**INSTRUCTIONS FOR THE TASK**. Scale the material below from the line with "Expected: the position of each instance of the rocky ridge" through the end of the material, both ends included. Give all of those lines again, requests included, with every point coordinate in the answers multiplied by 1.4 and rounded to a whole number (halves round up), and leave the pictures out.

Saved data entries:
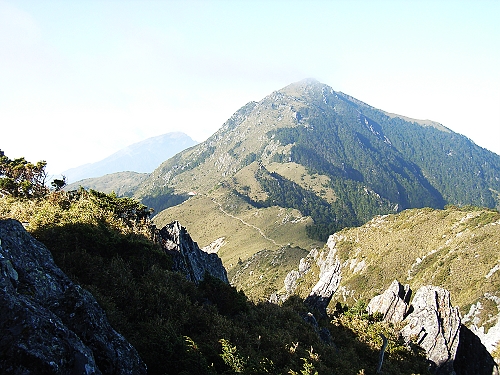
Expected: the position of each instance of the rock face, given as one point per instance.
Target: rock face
(48, 324)
(187, 256)
(436, 324)
(329, 279)
(393, 304)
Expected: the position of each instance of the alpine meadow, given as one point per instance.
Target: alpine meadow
(311, 234)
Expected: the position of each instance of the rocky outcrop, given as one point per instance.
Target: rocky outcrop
(48, 324)
(188, 258)
(435, 326)
(329, 279)
(393, 304)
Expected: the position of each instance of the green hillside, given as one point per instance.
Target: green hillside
(105, 244)
(327, 159)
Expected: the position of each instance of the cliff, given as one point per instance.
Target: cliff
(48, 324)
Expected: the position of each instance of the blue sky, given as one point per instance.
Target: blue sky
(81, 79)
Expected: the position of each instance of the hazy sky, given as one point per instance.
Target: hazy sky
(81, 79)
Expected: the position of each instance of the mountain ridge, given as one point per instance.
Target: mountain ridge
(333, 158)
(140, 157)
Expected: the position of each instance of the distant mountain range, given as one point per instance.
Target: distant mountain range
(141, 157)
(321, 159)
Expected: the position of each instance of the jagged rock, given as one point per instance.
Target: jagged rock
(435, 326)
(329, 279)
(472, 358)
(48, 324)
(187, 256)
(393, 304)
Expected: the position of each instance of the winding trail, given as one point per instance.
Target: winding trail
(245, 223)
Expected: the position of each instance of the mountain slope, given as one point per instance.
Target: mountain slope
(142, 157)
(333, 159)
(455, 248)
(122, 183)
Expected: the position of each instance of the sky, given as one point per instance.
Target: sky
(81, 79)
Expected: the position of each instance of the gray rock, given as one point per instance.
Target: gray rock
(187, 256)
(48, 324)
(393, 304)
(329, 280)
(435, 326)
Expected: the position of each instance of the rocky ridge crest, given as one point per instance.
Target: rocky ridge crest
(48, 324)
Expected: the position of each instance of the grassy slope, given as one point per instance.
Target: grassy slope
(179, 327)
(456, 248)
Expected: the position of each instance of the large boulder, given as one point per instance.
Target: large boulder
(329, 278)
(393, 304)
(48, 324)
(187, 256)
(435, 325)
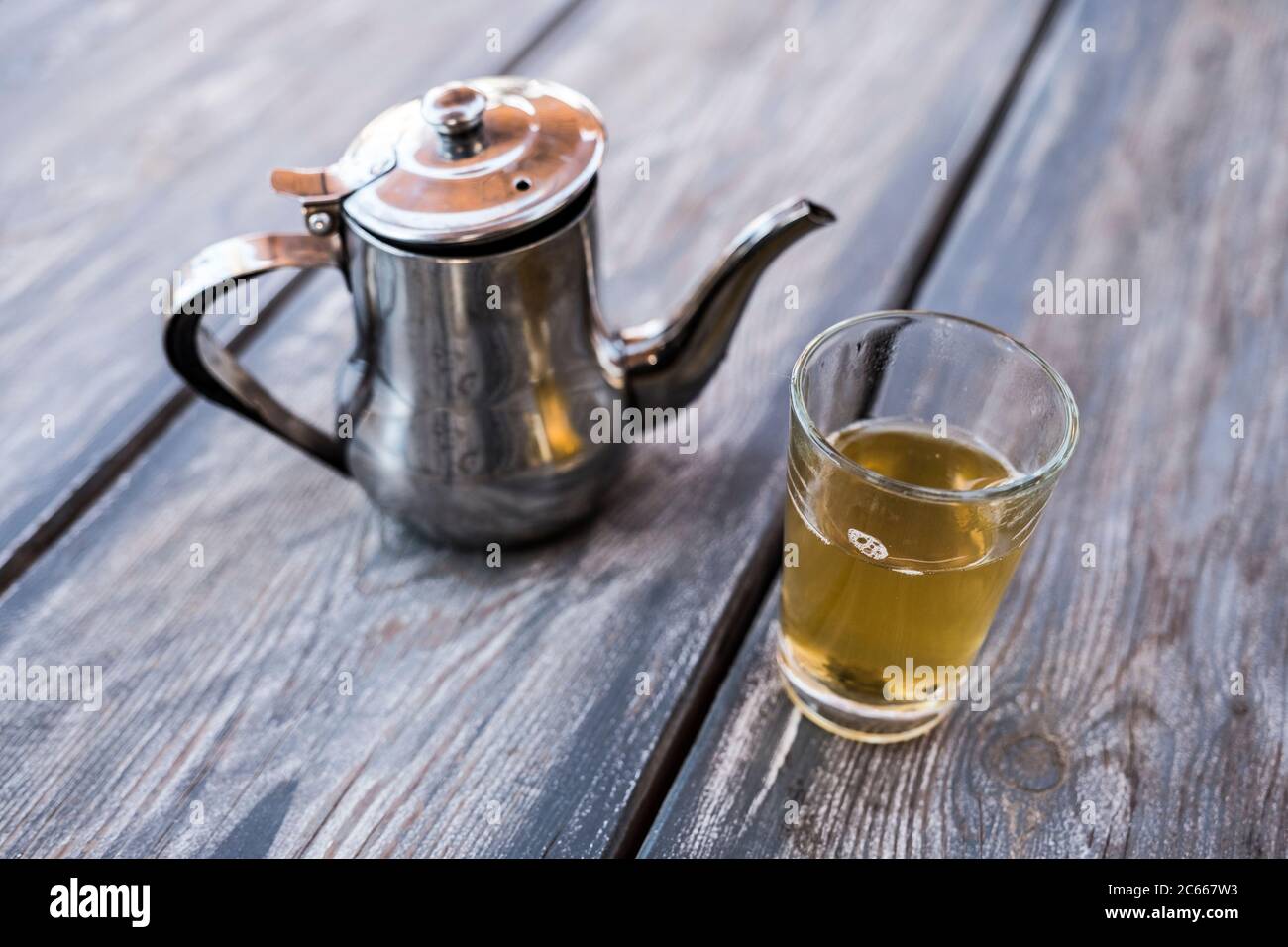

**TASK OUTPUT**.
Expected: the position of each instance of the rocky ridge crest, given as one point per instance.
Target: rocky ridge crest
(67, 454)
Expected: the position of each instance of the grassy slope, given as one point per instance.
Target: grassy slope
(251, 458)
(638, 347)
Expected: the position of each instance of the large boulder, given as one point per instance.
Target: large boulder
(461, 389)
(550, 426)
(67, 454)
(262, 358)
(609, 455)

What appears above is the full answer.